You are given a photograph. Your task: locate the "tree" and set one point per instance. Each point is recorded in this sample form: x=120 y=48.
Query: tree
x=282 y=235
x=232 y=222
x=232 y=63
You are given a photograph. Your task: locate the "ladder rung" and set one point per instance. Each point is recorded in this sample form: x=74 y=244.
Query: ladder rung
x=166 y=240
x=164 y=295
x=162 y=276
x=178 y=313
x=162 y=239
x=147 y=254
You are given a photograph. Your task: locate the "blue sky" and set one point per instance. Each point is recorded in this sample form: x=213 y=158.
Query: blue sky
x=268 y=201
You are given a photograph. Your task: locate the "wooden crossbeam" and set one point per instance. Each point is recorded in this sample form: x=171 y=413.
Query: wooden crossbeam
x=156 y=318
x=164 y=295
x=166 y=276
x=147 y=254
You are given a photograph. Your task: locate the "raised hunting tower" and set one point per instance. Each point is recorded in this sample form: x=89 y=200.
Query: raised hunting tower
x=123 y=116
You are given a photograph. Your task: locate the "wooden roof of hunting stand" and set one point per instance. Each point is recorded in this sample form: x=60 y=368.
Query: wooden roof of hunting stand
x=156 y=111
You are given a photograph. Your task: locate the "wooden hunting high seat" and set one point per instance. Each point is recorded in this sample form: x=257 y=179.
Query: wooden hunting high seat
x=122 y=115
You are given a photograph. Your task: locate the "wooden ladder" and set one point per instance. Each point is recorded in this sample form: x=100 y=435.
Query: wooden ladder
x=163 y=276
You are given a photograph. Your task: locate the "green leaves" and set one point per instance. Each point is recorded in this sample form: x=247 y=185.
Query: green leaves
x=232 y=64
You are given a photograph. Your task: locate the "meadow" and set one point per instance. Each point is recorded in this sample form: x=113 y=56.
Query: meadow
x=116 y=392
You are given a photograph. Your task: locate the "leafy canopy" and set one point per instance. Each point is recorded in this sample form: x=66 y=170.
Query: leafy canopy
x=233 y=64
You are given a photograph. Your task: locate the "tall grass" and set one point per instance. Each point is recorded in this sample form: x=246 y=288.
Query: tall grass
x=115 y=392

------------------------------------

> **WRITTEN INSTRUCTION**
Turn the lines above into a JSON list of strings, with one string per line and blank lines skipped.

> **TASK OUTPUT**
[
  "You are given a photograph. Your task: locate the \"tree\" and set one point per instance. Each point is recorded in this sample form: x=120 y=48.",
  "Query: tree",
  "x=282 y=235",
  "x=232 y=222",
  "x=232 y=63",
  "You are given a photograph. Your task: locate the \"ladder rung\" and set one point per instance. Each point is recorded in this sample form: x=74 y=244.",
  "Query: ladder rung",
  "x=166 y=240",
  "x=164 y=295",
  "x=162 y=276",
  "x=178 y=313",
  "x=162 y=239",
  "x=147 y=254",
  "You are given a photograph. Your task: locate the \"blue sky\" and set one point per instance. Each point is recorded in this sample form: x=213 y=158.",
  "Query: blue sky",
  "x=268 y=201",
  "You are given a photograph. Your task: locate the \"wooden crossbeam\" and set one point per instance. Each point is recorded in this sample form: x=171 y=413.",
  "Query: wooden crossbeam",
  "x=156 y=318",
  "x=164 y=295",
  "x=166 y=276",
  "x=147 y=254",
  "You are given a photograph. Your task: locate the \"raised hunting tower\" and set one point per instance. Each point is recorded in this sample form: x=89 y=200.",
  "Query: raised hunting tower",
  "x=123 y=116",
  "You are given a photograph. Your task: locate the \"wooden roof of hunting stand\" and set one point per instance. Each point is recorded in this sample form: x=60 y=368.",
  "Query: wooden roof of hunting stand",
  "x=156 y=111",
  "You are given a photograph. Your task: locate the \"wooden hunting high seat\" and set one point per instance. Each point is recorded in this sample form: x=257 y=179.",
  "Query: wooden hunting high seat",
  "x=122 y=115",
  "You are given a photograph. Your task: locate the \"wooden ladder\" and set one point per instance. Each point is recorded in this sample form: x=100 y=435.",
  "Query: wooden ladder",
  "x=163 y=276",
  "You are given a photograph. Your task: locate the \"green leaves\" and set one point per instance. Each point is recorded in this sample form: x=247 y=185.",
  "Query: green leaves",
  "x=232 y=64",
  "You are given a photograph. Your task: locate the \"meadow\" and set one point per instance. Each point is recorded in this sample form: x=113 y=56.",
  "Query: meadow",
  "x=116 y=392",
  "You are given a photograph. Your task: locate the \"leafy canopy\" and set one point per instance. Each point is recorded in this sample form: x=66 y=170.",
  "Query: leafy canopy",
  "x=233 y=64",
  "You are given a photograph. Your task: locate the \"tall grass\" and set one point per instance. Each point is recorded in this sample form: x=246 y=288.",
  "Query: tall grass",
  "x=115 y=392"
]